§ **GIVEN TASK**
Pull out each line of the records below that contains the word "black".

§ **INFORMATION GIVEN**

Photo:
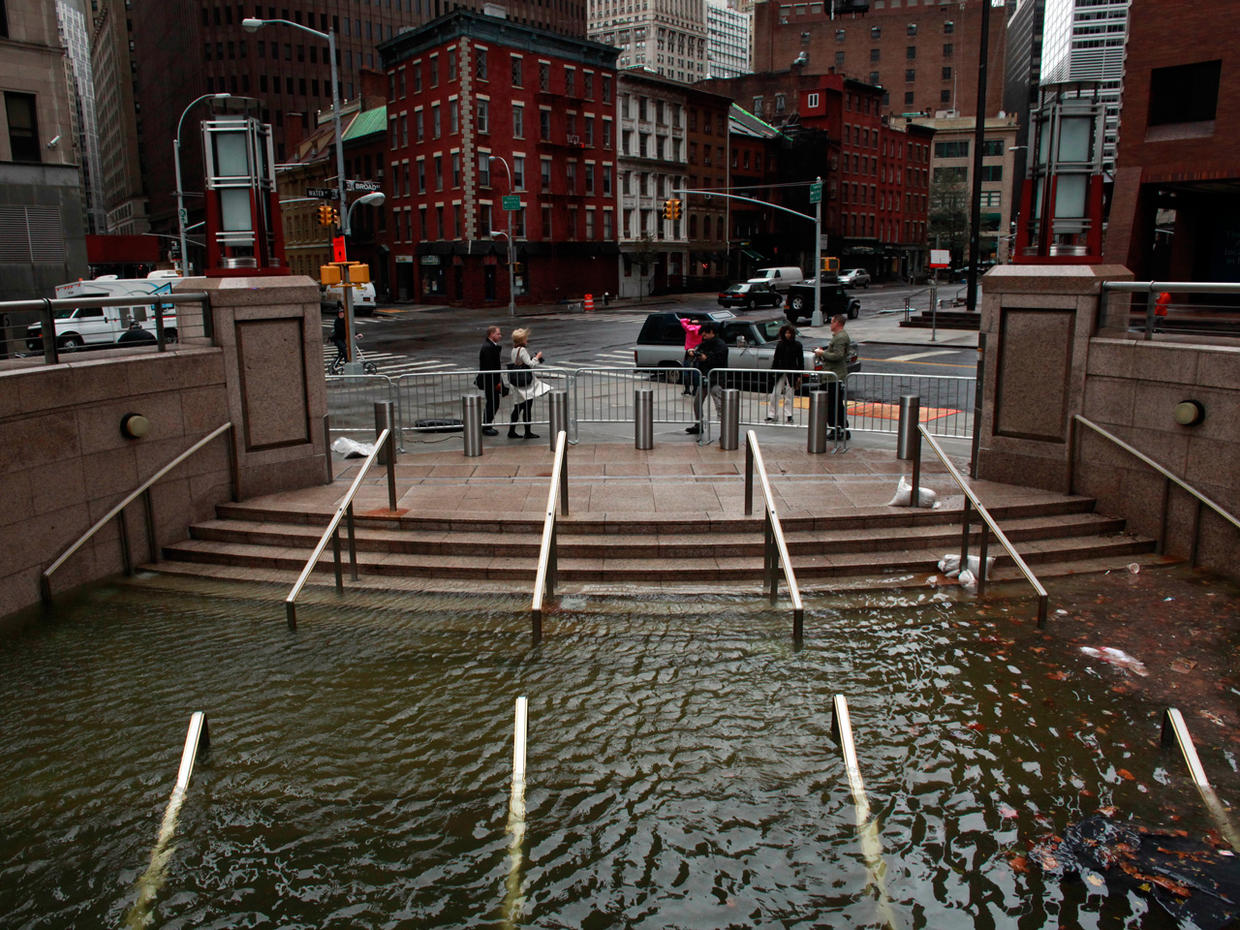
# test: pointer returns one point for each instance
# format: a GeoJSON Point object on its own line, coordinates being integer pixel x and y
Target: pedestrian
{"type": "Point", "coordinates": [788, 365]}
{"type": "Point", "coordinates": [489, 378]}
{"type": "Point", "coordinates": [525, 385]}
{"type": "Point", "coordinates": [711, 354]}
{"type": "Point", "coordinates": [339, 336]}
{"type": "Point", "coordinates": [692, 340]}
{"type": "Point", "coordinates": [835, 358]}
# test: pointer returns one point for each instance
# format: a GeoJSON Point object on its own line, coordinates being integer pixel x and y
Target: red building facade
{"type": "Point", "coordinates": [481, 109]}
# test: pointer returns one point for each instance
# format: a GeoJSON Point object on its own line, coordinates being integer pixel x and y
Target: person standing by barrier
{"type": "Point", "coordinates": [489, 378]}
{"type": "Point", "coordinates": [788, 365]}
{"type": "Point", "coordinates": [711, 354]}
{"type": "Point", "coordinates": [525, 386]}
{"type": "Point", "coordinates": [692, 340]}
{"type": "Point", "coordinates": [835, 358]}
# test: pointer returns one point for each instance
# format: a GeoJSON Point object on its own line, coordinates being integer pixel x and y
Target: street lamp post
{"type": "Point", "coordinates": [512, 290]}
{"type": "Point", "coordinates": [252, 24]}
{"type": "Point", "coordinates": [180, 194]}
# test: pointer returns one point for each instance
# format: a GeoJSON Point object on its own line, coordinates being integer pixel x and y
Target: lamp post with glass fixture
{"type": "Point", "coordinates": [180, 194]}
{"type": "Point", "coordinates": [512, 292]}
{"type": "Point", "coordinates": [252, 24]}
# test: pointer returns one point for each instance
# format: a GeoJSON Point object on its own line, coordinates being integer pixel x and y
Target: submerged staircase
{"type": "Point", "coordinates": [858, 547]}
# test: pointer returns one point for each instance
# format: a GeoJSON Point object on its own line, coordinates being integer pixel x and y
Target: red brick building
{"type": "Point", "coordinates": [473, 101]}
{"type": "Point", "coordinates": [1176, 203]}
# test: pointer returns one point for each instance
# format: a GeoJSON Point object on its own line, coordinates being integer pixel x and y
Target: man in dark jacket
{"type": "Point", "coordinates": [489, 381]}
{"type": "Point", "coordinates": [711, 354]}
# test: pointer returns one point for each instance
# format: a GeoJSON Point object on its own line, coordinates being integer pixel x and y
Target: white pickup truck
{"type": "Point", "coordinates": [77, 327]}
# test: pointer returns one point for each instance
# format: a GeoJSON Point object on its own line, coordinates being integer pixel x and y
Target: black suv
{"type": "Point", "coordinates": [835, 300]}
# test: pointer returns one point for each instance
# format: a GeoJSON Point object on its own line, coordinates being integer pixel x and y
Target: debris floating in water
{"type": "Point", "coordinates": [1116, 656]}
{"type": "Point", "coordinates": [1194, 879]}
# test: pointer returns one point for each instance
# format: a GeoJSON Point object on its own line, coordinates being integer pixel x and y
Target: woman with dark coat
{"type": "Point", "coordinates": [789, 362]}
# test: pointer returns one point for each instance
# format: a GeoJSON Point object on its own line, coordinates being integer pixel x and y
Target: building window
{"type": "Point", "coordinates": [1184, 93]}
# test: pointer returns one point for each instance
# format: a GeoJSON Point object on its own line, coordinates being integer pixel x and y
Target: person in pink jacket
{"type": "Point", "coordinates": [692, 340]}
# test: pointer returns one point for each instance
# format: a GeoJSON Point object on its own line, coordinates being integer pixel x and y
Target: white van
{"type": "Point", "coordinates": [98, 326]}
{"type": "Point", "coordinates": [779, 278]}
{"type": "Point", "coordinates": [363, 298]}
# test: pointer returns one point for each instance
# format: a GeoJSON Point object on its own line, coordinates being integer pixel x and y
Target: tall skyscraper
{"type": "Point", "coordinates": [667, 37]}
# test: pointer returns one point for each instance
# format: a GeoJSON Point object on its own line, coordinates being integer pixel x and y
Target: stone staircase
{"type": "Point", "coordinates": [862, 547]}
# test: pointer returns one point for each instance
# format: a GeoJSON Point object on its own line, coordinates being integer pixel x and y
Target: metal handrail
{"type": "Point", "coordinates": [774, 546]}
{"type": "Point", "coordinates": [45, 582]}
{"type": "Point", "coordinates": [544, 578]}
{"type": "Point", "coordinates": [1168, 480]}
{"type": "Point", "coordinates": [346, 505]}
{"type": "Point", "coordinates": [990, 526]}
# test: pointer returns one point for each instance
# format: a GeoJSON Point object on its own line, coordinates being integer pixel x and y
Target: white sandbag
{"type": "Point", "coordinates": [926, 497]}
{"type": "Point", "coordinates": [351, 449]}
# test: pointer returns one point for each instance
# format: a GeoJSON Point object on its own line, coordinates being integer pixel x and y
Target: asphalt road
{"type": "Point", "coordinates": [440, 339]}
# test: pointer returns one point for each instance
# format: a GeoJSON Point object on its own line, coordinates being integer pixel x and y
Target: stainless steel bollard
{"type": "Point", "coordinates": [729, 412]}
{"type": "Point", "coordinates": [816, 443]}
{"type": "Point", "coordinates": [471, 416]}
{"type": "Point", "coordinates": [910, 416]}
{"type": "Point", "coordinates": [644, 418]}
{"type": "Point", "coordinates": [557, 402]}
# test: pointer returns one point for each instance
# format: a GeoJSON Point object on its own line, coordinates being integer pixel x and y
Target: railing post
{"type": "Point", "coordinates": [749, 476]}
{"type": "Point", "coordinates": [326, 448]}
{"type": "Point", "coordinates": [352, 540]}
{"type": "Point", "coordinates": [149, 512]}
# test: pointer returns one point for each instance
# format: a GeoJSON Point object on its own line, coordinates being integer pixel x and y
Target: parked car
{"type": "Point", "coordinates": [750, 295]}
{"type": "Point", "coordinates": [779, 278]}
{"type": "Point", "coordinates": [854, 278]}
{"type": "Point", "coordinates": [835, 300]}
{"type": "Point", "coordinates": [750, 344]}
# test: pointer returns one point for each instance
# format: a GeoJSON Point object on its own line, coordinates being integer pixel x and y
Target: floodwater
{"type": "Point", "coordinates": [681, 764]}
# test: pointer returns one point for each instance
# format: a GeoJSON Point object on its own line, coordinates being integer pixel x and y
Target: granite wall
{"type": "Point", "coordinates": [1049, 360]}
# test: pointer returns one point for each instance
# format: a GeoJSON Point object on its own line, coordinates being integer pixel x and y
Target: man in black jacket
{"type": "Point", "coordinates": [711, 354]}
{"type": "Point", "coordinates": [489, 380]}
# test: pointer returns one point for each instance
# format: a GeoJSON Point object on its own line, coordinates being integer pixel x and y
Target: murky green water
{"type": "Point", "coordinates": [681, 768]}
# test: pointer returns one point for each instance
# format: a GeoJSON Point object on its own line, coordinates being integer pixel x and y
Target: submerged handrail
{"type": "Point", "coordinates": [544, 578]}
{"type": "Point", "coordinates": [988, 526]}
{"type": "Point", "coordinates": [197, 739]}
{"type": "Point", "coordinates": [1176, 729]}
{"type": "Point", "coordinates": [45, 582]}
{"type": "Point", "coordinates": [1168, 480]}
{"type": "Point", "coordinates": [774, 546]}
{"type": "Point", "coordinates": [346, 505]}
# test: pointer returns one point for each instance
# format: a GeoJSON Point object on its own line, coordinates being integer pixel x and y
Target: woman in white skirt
---
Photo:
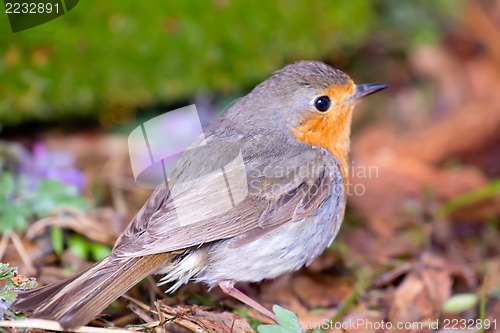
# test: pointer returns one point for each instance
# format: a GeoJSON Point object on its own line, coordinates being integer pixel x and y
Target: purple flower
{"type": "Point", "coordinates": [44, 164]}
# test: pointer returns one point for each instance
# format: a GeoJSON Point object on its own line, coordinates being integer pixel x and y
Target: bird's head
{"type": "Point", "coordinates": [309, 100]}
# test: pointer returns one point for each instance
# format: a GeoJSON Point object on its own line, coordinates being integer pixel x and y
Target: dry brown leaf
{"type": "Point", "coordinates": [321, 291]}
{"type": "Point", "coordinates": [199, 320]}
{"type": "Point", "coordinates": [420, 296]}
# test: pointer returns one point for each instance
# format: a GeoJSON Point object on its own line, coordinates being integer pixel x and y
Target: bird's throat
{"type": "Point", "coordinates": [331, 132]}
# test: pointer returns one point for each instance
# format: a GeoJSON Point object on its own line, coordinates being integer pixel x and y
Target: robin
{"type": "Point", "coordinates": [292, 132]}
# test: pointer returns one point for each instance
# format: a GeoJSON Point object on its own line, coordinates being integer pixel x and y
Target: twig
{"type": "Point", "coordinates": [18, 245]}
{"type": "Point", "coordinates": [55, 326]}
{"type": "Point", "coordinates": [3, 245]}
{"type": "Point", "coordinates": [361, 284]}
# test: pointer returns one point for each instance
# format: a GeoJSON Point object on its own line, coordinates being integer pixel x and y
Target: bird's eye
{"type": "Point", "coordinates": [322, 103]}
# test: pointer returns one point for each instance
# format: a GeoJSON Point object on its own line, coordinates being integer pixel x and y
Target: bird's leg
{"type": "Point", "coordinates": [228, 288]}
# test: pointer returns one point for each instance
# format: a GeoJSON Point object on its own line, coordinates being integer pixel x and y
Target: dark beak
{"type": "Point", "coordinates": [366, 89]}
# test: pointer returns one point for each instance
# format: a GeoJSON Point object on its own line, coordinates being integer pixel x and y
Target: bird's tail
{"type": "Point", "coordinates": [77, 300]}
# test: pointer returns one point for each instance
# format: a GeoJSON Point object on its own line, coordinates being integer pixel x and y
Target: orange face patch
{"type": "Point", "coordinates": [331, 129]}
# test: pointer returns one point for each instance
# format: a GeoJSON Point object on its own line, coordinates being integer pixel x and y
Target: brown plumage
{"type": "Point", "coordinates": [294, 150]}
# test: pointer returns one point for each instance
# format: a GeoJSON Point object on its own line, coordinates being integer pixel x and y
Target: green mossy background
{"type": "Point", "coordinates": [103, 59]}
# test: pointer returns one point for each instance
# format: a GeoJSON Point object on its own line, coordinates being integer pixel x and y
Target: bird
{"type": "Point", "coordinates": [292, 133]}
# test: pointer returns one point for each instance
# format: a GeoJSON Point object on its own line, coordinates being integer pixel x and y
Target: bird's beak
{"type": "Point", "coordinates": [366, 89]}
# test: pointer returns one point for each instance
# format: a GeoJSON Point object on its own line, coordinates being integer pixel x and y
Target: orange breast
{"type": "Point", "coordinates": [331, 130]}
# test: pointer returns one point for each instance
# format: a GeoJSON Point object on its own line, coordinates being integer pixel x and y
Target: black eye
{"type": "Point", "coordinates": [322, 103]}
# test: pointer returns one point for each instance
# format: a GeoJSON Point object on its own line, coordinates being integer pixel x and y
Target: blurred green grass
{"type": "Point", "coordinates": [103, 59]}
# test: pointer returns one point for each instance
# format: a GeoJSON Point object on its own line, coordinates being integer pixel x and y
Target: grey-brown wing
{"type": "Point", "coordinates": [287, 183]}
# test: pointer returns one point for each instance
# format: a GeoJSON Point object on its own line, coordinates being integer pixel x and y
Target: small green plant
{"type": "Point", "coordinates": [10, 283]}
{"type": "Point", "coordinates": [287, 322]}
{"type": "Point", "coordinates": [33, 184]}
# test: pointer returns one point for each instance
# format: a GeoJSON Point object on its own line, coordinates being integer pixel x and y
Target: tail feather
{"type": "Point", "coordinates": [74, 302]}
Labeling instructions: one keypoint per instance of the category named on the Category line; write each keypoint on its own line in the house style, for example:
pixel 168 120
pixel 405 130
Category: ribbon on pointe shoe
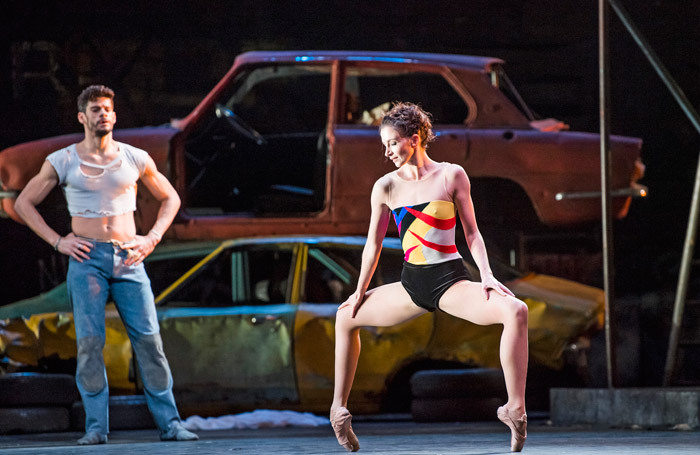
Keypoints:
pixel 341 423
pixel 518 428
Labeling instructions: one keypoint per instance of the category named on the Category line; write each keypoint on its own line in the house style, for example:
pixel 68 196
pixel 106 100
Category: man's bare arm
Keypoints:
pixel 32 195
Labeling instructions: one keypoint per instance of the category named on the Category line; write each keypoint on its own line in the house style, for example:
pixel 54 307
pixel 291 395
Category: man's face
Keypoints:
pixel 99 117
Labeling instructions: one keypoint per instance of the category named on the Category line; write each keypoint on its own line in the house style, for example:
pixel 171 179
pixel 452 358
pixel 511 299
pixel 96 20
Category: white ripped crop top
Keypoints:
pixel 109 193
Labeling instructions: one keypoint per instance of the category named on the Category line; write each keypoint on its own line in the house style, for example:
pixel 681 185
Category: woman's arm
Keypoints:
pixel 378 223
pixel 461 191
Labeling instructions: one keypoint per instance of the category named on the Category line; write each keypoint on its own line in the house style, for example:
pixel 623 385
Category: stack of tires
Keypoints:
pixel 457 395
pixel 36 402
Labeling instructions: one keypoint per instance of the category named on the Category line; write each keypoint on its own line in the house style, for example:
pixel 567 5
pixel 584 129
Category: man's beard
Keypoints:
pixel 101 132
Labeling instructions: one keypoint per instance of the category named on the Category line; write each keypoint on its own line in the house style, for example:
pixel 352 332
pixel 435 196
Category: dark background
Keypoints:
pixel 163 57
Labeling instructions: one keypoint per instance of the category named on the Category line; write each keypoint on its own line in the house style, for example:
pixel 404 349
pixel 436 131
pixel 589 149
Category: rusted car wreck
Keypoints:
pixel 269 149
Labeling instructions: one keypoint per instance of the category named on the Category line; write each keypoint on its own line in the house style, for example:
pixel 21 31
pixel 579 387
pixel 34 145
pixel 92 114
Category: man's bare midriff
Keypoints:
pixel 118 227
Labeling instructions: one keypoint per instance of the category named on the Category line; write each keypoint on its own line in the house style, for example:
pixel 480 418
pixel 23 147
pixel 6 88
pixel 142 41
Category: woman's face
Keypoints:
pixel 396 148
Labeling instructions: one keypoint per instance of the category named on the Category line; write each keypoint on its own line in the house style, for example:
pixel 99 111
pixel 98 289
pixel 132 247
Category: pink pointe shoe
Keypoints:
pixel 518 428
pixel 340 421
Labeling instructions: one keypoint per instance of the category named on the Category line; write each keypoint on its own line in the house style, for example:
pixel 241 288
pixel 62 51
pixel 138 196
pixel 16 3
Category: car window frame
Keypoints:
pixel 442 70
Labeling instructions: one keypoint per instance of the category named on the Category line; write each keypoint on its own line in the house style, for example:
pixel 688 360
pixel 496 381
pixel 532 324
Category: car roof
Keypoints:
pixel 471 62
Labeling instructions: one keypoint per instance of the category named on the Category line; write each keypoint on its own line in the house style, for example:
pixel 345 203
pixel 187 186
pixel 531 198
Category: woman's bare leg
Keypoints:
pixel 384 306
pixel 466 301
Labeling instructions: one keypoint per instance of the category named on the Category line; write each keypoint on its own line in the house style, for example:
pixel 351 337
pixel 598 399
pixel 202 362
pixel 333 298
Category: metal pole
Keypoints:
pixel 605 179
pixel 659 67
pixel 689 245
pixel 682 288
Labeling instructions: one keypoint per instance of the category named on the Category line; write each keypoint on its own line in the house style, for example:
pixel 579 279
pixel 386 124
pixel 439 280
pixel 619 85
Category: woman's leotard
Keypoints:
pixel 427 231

§ **RESULT**
Target: black suv
Target: man in black jacket
Target: black eye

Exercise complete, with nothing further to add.